Okuma parçası

◇ ◇ ◇ ◇

TOKİ 2003-2012 arasında 551.552 konut üretmiştir. Üretilen konutların 468.386’i sosyal konut niteliğindedir, 83.166’i ise kaynak geliştirme (60.192’si Emlak Konut Gayrimenkul Yatırım Ortaklığı) uygulamasıdır.

Konut Finansmanı Şirketleri

Mart 2007 yılında çıkarılan 5582 nolu “Konut Finansmanı Sistemine İlişkin Çeşitli Kanunlarda Değişiklik Yapılması Hakkında Kanun” ile Türkiye’de bankaların yanı sıra finansman şirketlerinin kurulmasına ve konut kredisi vermelerine olanak sağlanmıştır. 2008 yılında Bankacılık Düzenleme ve Denetleme Kurumu’ndan aldığı lisans ile Türkiye’nin ilk konut finansman şirketi DD Mortgage, Deutsche Bank ve Türk Doğan Grubu ortaklığında kurulmuştur.

◇ ◇ ◇ ◇

Alıştırma görevi 1
Aşağıdaki ifadelerin okuma parçasına uyup uymadığını belirtin. Her biri için evet ya da hayır yazın ve karara esas olan sözleri okuma parçasından aynen aktarın.
(a) TOKİ'nin 2003-2012 arasında ürettiği konutların 468.386'sı sosyal konut niteliğindedir.
(b) 5582 sayılı kanun 2008 yılında çıkarılmıştır.
(c) DD Mortgage, Türkiye'nin ilk konut finansman şirketidir.
Alıştırma görevi 2
Okuma parçasında "Konut Finansmanı Şirketleri" ile "Grubu ortaklığında kurulmuştur." arasındaki kısmı, bu sözler de dahil olmak üzere alıntılayın.
Bu alıştırmada listeye ihtiyacınız yok.

◇ ◇ ◇ ◇

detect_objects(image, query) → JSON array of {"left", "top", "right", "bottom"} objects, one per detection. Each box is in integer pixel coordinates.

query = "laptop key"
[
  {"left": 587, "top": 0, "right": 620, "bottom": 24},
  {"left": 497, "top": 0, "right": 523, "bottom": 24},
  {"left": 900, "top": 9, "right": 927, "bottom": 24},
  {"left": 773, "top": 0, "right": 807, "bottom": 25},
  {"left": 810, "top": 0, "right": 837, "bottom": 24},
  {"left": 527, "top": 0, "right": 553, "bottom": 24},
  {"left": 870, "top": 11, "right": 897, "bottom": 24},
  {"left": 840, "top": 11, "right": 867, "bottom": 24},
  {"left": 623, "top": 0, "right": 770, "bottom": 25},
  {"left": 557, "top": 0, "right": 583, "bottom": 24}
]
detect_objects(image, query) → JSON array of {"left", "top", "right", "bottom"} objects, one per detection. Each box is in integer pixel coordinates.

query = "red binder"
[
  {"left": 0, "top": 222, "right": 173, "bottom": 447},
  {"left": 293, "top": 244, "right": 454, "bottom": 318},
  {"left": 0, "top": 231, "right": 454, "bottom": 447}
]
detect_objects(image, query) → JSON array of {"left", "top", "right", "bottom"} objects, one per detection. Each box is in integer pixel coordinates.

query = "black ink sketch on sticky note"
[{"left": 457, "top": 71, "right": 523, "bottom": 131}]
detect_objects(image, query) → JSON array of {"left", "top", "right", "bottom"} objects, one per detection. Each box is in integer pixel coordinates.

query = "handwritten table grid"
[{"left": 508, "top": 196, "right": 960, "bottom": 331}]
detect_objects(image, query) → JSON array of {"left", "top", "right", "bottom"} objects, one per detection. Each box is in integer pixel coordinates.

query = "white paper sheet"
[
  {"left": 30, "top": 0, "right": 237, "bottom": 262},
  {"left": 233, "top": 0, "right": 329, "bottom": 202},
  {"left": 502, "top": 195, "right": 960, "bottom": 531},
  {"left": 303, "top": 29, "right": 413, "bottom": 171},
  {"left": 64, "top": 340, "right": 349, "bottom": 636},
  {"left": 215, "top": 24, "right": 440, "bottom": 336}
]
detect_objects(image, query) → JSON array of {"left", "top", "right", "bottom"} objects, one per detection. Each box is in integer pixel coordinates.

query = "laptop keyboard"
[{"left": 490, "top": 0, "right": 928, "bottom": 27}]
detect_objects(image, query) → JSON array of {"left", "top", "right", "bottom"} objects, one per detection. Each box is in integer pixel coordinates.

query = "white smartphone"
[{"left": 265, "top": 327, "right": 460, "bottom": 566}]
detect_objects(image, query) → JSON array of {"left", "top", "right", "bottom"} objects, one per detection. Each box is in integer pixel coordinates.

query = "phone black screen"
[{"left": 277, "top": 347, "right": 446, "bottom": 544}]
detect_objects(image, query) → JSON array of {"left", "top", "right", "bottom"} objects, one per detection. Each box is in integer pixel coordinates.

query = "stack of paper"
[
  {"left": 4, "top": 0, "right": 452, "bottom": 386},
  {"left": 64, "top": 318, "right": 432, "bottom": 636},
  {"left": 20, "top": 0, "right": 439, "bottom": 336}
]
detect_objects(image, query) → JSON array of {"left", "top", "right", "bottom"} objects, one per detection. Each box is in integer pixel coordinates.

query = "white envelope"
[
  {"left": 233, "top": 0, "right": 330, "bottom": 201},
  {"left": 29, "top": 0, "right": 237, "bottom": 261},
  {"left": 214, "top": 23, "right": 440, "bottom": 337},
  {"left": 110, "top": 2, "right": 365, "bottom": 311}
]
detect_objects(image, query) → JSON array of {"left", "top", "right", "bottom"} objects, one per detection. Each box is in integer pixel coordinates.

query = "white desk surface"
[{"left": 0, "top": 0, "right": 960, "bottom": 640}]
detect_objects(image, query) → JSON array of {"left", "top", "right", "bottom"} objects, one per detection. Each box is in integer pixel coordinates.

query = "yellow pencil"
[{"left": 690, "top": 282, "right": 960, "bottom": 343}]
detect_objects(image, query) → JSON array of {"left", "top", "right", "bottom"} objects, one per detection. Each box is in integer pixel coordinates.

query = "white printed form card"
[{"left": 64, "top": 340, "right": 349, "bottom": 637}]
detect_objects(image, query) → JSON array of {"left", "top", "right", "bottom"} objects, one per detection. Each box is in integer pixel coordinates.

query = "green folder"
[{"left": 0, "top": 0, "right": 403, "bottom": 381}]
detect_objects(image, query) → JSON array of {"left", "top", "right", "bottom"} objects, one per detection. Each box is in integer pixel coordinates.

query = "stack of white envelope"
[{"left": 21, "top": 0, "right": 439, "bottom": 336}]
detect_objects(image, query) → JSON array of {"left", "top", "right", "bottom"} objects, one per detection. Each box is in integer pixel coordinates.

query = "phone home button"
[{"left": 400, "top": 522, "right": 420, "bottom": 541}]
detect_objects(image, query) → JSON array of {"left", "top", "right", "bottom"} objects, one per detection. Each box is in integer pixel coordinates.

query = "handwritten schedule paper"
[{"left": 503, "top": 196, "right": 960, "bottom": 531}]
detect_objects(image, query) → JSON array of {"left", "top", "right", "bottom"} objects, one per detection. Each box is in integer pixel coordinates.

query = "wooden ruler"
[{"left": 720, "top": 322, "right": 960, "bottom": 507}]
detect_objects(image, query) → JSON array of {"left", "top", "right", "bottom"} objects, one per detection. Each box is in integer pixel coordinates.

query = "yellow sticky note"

◇ ◇ ◇ ◇

Tam yanıt 1
(a) Evet: "Üretilen konutların 468.386’i sosyal konut niteliğindedir"
(b) Hayır: "Mart 2007 yılında çıkarılan 5582 nolu"
(c) Evet: "Türkiye’nin ilk konut finansman şirketi DD Mortgage"

Tam yanıt 2
Konut Finansmanı Şirketleri

Mart 2007 yılında çıkarılan 5582 nolu “Konut Finansmanı Sistemine İlişkin Çeşitli Kanunlarda Değişiklik Yapılması Hakkında Kanun” ile Türkiye’de bankaların yanı sıra finansman şirketlerinin kurulmasına ve konut kredisi vermelerine olanak sağlanmıştır. 2008 yılında Bankacılık Düzenleme ve Denetleme Kurumu’ndan aldığı lisans ile Türkiye’nin ilk konut finansman şirketi DD Mortgage, Deutsche Bank ve Türk Doğan Grubu ortaklığında kurulmuştur.